== Available records ==
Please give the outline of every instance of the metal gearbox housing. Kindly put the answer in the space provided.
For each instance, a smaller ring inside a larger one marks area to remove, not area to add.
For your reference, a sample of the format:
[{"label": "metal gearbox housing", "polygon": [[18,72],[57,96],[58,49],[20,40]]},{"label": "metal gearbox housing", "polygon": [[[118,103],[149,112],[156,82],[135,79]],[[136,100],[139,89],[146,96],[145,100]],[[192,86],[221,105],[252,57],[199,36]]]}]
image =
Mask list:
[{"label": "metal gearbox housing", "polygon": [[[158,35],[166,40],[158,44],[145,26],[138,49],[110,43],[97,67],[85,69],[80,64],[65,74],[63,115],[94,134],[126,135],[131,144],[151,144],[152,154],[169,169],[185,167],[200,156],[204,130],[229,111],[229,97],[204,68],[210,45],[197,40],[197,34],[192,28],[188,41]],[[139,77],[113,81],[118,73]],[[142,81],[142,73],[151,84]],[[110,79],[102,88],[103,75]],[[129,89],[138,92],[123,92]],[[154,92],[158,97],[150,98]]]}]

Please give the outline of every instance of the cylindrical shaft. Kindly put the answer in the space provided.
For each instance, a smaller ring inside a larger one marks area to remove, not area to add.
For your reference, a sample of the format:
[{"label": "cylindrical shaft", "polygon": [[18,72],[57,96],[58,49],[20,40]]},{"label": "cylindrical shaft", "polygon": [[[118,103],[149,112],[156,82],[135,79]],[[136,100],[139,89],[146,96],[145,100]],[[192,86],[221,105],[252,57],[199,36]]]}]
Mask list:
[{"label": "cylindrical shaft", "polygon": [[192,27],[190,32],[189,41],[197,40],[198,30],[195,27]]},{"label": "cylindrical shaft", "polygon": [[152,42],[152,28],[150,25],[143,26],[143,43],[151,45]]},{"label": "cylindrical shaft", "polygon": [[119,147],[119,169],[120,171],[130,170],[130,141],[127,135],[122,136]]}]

== Aim of the exercise ==
Reproduce the material above, substituting "area to cut out" for "area to remove" wherever it occurs and leaving everything else unchanged.

== Final answer ==
Please give the outline of every instance of the metal gearbox housing. Kindly put the answer in the space provided.
For each instance, a smaller ring inside a larger one marks area to cut out, not area to add.
For your reference, a sample of the format:
[{"label": "metal gearbox housing", "polygon": [[18,72],[57,96],[58,49],[20,40]]},{"label": "metal gearbox housing", "polygon": [[[118,103],[149,112],[156,82],[135,79]],[[136,100],[139,89],[146,96],[145,100]],[[192,86],[221,105],[252,57],[199,36]]]}]
image =
Mask list:
[{"label": "metal gearbox housing", "polygon": [[[158,35],[166,40],[158,44],[145,26],[138,49],[110,43],[97,67],[85,69],[80,64],[65,74],[63,115],[94,134],[126,135],[131,144],[151,144],[152,154],[169,169],[185,167],[200,156],[204,130],[229,111],[229,97],[204,68],[210,45],[197,40],[197,34],[192,28],[188,41]],[[139,77],[113,81],[118,73]],[[142,81],[142,73],[151,84]],[[110,79],[102,88],[103,75]],[[129,89],[138,92],[123,92]],[[154,92],[158,97],[150,98]]]}]

Please give the outline of every instance of the cylindrical shaft. Kindly put the answer in the space provided.
For each instance, a smaller ring inside a larger one marks area to cut out, not area to add.
For your reference, a sample of the format:
[{"label": "cylindrical shaft", "polygon": [[18,72],[57,96],[58,49],[20,40]]},{"label": "cylindrical shaft", "polygon": [[[118,103],[149,112],[156,82],[135,79]],[[136,100],[139,89],[146,96],[145,100]],[[192,86],[221,105],[252,57],[199,36]]]}]
Mask list:
[{"label": "cylindrical shaft", "polygon": [[192,27],[190,32],[189,41],[197,40],[198,30],[195,27]]},{"label": "cylindrical shaft", "polygon": [[152,42],[152,28],[150,25],[143,26],[143,43],[151,45]]},{"label": "cylindrical shaft", "polygon": [[119,147],[119,169],[120,171],[130,170],[130,141],[127,135],[122,136]]}]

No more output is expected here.